■ **Exercise requirements**
Please copy the records below, replacing "bounding box" with "bounding rectangle" wherever it occurs and leaving everything else unchanged.

■ **Provided data**
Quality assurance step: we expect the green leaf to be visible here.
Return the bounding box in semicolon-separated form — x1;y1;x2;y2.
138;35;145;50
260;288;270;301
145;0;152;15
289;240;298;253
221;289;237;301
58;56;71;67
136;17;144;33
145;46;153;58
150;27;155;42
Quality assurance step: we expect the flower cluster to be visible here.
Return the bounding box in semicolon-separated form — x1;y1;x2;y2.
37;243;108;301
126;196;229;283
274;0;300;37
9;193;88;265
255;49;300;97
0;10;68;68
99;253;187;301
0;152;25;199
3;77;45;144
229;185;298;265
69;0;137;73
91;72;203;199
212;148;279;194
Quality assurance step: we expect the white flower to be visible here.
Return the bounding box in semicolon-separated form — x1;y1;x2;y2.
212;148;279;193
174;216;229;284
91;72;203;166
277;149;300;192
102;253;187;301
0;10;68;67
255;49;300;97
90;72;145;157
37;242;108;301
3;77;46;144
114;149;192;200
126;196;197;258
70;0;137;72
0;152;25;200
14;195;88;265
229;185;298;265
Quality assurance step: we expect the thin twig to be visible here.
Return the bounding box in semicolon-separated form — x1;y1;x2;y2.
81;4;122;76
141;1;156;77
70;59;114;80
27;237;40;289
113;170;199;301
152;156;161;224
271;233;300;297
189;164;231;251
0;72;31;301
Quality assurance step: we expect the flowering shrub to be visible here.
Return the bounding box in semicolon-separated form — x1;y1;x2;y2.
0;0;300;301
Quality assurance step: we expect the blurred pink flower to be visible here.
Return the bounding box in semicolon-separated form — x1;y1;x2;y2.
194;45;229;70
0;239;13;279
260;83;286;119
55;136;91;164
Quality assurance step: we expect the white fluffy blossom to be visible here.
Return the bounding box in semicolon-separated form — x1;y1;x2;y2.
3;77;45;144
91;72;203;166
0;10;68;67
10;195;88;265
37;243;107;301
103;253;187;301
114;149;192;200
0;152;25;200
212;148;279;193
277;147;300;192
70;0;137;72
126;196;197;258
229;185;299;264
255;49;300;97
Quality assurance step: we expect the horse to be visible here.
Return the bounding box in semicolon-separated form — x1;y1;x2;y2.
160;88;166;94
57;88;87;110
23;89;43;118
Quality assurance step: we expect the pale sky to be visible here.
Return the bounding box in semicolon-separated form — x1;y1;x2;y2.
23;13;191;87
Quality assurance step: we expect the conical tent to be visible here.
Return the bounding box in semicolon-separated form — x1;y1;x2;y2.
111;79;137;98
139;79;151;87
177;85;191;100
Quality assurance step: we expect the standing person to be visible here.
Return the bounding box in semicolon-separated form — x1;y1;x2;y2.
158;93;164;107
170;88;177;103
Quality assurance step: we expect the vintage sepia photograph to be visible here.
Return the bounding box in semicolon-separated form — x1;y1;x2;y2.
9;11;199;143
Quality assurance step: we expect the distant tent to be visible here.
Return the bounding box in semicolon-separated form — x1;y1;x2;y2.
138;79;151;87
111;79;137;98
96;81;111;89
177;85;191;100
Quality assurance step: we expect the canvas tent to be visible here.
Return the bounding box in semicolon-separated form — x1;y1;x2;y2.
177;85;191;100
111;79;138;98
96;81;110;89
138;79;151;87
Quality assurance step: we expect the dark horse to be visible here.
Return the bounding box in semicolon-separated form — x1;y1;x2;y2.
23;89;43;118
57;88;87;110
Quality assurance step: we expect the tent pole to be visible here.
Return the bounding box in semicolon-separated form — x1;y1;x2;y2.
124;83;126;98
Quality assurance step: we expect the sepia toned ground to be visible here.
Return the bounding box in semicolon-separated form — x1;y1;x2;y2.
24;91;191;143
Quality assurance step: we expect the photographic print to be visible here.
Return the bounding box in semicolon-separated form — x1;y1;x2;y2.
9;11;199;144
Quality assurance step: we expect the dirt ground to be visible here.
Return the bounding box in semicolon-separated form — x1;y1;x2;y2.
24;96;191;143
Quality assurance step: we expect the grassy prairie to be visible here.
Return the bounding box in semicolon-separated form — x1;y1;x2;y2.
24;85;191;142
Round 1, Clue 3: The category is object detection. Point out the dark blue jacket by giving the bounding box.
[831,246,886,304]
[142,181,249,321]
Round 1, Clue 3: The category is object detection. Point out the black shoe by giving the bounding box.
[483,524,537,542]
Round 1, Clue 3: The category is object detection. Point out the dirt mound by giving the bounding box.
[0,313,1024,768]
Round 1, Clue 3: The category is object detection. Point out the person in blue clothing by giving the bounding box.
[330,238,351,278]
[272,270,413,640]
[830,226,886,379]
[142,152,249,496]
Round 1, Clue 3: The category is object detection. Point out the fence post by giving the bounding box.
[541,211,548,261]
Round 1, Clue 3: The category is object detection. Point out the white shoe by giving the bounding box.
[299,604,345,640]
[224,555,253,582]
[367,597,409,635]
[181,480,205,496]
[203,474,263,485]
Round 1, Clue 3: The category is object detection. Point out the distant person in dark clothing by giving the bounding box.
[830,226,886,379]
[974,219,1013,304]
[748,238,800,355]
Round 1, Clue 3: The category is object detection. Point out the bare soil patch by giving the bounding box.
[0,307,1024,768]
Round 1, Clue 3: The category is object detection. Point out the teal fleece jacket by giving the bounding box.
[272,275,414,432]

■ **Completed task**
Quality assurance step: we expect the green leaf to be visible here.
Return the bounding rectangle in semicolon-separated form — x1;y1;x2;y2.
138;35;145;50
260;288;270;301
145;0;152;15
289;240;298;253
221;289;237;301
58;56;71;67
136;17;144;33
145;46;153;58
150;27;155;42
Quality assurance step: we expect the flower cluster to be visible here.
Return the bounding rectangle in semicolon-separated form — x1;y1;x2;y2.
37;243;108;301
126;196;229;283
274;0;300;37
9;193;88;265
255;49;300;97
0;10;68;68
99;253;187;301
0;152;25;199
3;77;45;144
229;185;298;265
69;0;137;73
91;72;203;199
212;148;279;194
Quality assurance step: we expect the white flower to be visible here.
Return the bounding rectangle in semicolon-separated form — x1;y1;x2;y2.
212;148;279;193
174;216;229;284
91;72;203;166
277;149;300;192
102;253;187;301
0;10;68;67
255;49;300;97
90;72;145;157
37;242;108;301
3;77;46;144
114;149;192;200
126;196;197;258
70;0;137;72
0;152;25;200
14;195;88;265
229;185;298;265
Quality assurance step: we expect the thin twig to be visible here.
Return the bounding rectangle in semicolon-separated form — x1;y1;x2;y2.
81;4;122;76
141;1;156;77
70;59;114;80
27;237;40;289
113;170;199;301
152;156;161;224
271;233;300;297
189;164;231;251
0;72;31;301
Quality assurance step: we expect the flowering shrub to be visible here.
Return the bounding rectangle in semicolon-separated form — x1;y1;x2;y2.
0;0;300;301
Quality assurance step: we expect the blurred pink flower to be visible here.
Return the bounding rectangle in semicolon-separated form — x1;y1;x2;y2.
194;45;229;70
0;239;13;279
260;83;286;119
55;136;91;164
Quality assurance step: we expect the white fluffy blossom to be visible here.
Return the bounding rectangle in semicolon-separated form — x1;y1;x2;y2.
3;77;45;144
91;72;203;166
0;10;68;67
10;195;88;265
37;243;107;301
103;253;187;301
114;149;192;200
0;152;25;200
212;148;279;193
277;147;300;192
70;0;137;72
126;196;197;258
229;185;299;264
255;49;300;97
Quality assurance step: we expect the horse to be visible here.
Return the bounding rectangle in semicolon-separated form — x1;y1;x2;y2.
160;88;166;94
57;88;87;110
23;89;43;118
Quality assurance step: we expect the pale sky to be visible here.
Return the bounding rectangle in semicolon-separated form — x1;y1;x2;y2.
23;13;191;87
Quality assurance step: we expect the conical tent to be visible here.
Return the bounding rectangle in semicolon-separated form — x1;y1;x2;y2.
111;79;137;98
139;79;151;87
177;85;191;100
Quality assurance step: we expect the standing person to be visible here.
Return the bounding rectangle in semicolon-separated form — x1;y1;x2;y2.
158;93;164;107
170;88;177;103
Quality assurance step: we expect the vintage sepia photograph to be visible here.
Return the bounding rectangle in semicolon-separated form — x1;y1;x2;y2.
9;11;199;143
Quality assurance step: we expect the distant tent to be visible here.
Return the bounding rectangle in semicolon-separated form — x1;y1;x2;y2.
138;79;151;87
111;79;137;98
96;81;111;89
177;85;191;100
Quality assurance step: we expect the canvas tent to be visible here.
Return the bounding rectangle in semicolon-separated form — x1;y1;x2;y2.
177;85;191;100
111;79;138;98
96;81;110;89
138;79;151;87
Quality assurance step: we expect the dark horse to be visible here.
Return the bounding rectangle in semicolon-separated form — x1;y1;x2;y2.
23;89;43;118
57;88;87;110
Quality assurance step: we expect the tent pole to be visible here.
Return the bounding rectangle in semicolon-separated form — x1;y1;x2;y2.
124;83;126;98
Quality assurance step: we expect the sepia toned ground to be visible here.
Return the bounding rectangle in semicolon-separated form — x1;y1;x2;y2.
24;91;191;143
Quality assurance step: we expect the photographic print to be visible here.
Return the bounding rectangle in semicolon-separated form — x1;y1;x2;y2.
9;11;199;144
Quality assurance step: we expect the dirt ground to be visible here.
Return the bounding rectangle in semicolon-separated form — x1;y1;x2;y2.
24;96;191;143
Quality assurance step: we expect the grassy prairie to be visible here.
Return the bounding rectangle in semicolon-separated form — x1;y1;x2;y2.
24;85;191;142
Round 1, Clue 3: The category is object detection. Point out the dark blue jacket by giving the bounding rectangle.
[831,246,886,304]
[142,181,249,321]
Round 1, Clue 3: The category is object detection. Point out the black shoe by giving the bounding rectangle.
[483,524,537,542]
Round 1, Clue 3: The category is object detection. Point out the dirt mound by giving the bounding rectangle.
[0,313,1024,768]
Round 1, Clue 3: The category is object detection. Point out the person in blue clothing by giving the bounding rectangle.
[330,238,351,278]
[272,270,413,640]
[830,226,886,379]
[142,152,249,496]
Round 1, Clue 3: The category is object detection. Point out the fence post by giving the bounding rectangle.
[541,211,548,261]
Round 1, Clue 3: The category is object detection. Point out the white shoe by giving the bounding rectangle.
[299,604,345,640]
[224,555,253,582]
[367,597,409,635]
[181,480,205,496]
[203,474,263,485]
Round 1, Clue 3: The category is object detection. Point out the distant person in dark clothing by giving the bounding rectangle.
[830,226,886,379]
[974,219,1013,304]
[748,238,800,355]
Round 1, Clue 3: The category is object detection. Point out the bare soil patch by giving the bounding rectangle.
[0,307,1024,768]
Round 1, Clue 3: The category is object detection. Point out the teal fleece jacket by giving the bounding rectangle.
[272,275,414,432]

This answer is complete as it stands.